Page extract.
Symptoms of Visceral Disease: By Francis Marion Pottenger, M.D. Sixth Edition. St. Louis: The C. V. Mosby Co., 1944. 442 pp.

Review by:
Felix Deutsch

In the new preface to the sixth edition of this book—first published in 1919—Pottenger added a paragraph stating that 'an attempt has been made in this book to show that man is a unit, acted upon by many forces—some psychical, some physiologic, some pathologic'. There are scattered statements confirming this attempt such as: 'every function in life has a psychic bearing', and 'emotional and psychic stimuli influence cellular action, and that this received far too little attention in the study of pathologic-physiologic states'. This had a very important bearing in his study of reflexes because reflexes can be both discharged and modified by stimuli of psychic origin. He expresses the opinion that there exists no marked physical or psychic stimulus which confines its action to the system in which it arises and that some psychic stimuli show a preference for the sympathetic and others for the parasympathetic divisions of the vegetative system. It is not clear what the author means by 'major emotions' which he asserts are expressed through the sympathetic system by way of the centers in the diencephalon.

There is a short paragraph of general considerations on the subject of changes of body control by psychic activity: 'As a reflex is the basis of physical action, the idea is the basis of psychic action and as normal function on the part of the nervous system is essential to the physical equilibrium, so are normal trends of thought necessary to a mental or psychical equilibrium… It is rare to see one with a disturbed psychic equilibrium who does not have some disturbed physiologic functions. Wrong trends of thought, if persisted in, are usually followed by pathologic change in physiologic action.

Source information.
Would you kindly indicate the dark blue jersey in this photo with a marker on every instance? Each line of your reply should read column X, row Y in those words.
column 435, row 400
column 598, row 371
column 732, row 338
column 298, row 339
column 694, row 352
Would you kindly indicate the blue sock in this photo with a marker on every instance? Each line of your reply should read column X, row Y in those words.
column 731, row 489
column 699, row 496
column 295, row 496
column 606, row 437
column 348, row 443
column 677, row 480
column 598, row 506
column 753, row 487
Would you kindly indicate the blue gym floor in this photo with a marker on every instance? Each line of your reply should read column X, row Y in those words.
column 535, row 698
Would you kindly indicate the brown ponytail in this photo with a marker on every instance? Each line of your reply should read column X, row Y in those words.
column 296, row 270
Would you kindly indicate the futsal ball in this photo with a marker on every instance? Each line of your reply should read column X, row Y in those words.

Brief 1.
Quote the review from "There is a short" down to "in physiologic action.".
Brief 2.
According to the paragraph the review cites from the new preface, what kinds of forces act upon man?
The items have no connection to the review.

Expected output 1.
There is a short paragraph of general considerations on the subject of changes of body control by psychic activity: 'As a reflex is the basis of physical action, the idea is the basis of psychic action and as normal function on the part of the nervous system is essential to the physical equilibrium, so are normal trends of thought necessary to a mental or psychical equilibrium… It is rare to see one with a disturbed psychic equilibrium who does not have some disturbed physiologic functions. Wrong trends of thought, if persisted in, are usually followed by pathologic change in physiologic action.

Expected output 2.
Psychical, physiologic, and pathologic.